_What you are asked to do_. Pick out each line in the data below that contains the word "silver".

---+---

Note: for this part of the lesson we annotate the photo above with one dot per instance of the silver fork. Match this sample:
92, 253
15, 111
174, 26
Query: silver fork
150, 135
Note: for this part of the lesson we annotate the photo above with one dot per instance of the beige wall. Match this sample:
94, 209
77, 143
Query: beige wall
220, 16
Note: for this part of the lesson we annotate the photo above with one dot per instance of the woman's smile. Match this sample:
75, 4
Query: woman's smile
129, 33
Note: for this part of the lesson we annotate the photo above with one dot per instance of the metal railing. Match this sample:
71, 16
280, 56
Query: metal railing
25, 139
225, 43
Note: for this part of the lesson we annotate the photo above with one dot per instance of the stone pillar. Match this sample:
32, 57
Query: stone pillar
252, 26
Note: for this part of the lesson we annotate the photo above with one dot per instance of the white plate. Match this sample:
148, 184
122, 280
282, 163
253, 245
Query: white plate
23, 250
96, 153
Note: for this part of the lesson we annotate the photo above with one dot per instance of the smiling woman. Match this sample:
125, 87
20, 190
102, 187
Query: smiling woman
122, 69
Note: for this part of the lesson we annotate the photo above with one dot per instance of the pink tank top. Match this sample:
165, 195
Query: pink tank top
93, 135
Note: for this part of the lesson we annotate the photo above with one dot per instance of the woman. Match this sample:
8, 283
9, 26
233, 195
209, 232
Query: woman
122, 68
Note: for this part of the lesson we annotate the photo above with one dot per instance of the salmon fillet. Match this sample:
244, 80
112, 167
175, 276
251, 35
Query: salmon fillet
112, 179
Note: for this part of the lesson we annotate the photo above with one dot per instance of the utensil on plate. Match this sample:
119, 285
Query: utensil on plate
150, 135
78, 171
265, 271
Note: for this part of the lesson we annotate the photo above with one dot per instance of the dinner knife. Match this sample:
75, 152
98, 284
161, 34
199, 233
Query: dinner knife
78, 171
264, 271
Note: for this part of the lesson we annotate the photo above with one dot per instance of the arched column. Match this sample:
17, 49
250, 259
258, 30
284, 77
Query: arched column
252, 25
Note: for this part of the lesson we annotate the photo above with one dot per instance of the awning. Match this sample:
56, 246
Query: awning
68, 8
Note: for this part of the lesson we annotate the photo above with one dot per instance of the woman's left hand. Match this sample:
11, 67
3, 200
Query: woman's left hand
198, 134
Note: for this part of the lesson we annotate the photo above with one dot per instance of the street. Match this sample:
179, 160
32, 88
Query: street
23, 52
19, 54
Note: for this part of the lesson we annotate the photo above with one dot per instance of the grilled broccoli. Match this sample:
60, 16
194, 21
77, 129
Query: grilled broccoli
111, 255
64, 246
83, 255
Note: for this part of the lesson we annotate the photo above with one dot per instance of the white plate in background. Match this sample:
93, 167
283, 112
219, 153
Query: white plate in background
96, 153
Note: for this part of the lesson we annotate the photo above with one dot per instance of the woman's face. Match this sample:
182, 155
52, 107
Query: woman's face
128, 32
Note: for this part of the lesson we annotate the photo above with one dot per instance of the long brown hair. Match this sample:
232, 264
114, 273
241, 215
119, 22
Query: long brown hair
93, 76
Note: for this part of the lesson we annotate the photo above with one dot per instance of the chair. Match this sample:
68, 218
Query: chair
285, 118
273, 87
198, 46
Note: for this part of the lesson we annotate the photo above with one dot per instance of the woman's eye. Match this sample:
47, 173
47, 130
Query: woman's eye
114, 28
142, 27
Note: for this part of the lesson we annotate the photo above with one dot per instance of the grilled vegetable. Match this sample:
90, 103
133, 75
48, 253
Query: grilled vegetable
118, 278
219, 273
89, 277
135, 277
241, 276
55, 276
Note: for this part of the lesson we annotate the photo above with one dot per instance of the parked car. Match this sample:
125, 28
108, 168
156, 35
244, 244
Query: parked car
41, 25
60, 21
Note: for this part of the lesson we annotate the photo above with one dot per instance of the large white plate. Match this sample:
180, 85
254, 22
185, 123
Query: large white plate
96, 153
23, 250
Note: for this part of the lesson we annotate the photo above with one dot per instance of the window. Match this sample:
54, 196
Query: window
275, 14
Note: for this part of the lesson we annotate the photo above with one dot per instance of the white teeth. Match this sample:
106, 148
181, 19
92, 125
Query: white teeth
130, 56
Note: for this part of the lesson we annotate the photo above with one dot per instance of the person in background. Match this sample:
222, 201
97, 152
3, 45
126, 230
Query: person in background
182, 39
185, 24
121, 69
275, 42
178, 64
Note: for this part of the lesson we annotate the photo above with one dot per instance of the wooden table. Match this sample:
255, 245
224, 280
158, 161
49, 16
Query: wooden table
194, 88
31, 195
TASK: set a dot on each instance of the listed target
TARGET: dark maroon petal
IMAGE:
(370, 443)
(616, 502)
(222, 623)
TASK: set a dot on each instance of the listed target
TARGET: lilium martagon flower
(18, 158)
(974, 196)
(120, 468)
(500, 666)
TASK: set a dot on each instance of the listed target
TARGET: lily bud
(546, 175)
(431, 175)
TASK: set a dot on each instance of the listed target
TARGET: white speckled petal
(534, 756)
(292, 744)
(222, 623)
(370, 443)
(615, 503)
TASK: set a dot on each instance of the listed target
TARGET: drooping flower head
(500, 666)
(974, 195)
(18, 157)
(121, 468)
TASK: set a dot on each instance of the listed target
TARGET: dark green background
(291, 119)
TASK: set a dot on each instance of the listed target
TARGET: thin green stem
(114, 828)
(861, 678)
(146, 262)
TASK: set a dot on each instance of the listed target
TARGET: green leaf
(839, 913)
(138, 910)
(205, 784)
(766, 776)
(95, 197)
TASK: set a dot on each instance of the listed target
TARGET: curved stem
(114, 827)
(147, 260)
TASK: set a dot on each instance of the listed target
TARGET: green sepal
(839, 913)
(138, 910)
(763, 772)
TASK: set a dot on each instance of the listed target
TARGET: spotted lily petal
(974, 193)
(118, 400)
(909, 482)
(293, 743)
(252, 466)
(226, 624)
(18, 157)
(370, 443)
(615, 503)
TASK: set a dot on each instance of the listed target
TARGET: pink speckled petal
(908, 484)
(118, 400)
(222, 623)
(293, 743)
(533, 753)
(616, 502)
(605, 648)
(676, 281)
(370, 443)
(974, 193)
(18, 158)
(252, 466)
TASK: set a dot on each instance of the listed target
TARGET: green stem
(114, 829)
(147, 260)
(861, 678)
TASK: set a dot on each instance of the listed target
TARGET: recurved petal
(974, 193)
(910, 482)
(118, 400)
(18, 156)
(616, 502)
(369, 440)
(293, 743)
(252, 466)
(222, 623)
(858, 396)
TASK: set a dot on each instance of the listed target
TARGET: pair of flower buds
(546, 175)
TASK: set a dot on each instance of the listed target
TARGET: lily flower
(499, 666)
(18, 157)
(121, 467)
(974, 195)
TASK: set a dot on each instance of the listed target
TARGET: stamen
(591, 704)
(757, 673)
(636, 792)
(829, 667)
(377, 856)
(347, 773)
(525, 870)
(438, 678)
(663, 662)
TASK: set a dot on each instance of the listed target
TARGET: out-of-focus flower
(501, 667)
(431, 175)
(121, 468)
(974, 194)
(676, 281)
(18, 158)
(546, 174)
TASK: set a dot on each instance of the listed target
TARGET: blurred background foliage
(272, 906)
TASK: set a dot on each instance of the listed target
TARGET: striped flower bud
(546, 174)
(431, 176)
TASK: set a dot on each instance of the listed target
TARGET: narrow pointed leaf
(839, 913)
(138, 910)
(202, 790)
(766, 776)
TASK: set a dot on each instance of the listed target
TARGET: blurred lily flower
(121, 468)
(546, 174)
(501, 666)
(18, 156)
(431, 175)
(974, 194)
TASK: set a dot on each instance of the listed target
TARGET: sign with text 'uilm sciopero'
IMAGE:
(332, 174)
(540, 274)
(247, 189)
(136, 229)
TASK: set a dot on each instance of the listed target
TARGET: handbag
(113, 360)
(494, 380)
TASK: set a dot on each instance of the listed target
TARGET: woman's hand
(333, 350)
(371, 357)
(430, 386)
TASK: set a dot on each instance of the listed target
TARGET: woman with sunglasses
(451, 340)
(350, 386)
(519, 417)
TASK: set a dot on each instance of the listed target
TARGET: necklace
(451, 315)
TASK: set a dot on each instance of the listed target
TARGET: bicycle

---+---

_The answer_.
Note: for this part of the lesson we annotate the photo above with one dot per instance of the silver fork. Match this sample:
Query: silver fork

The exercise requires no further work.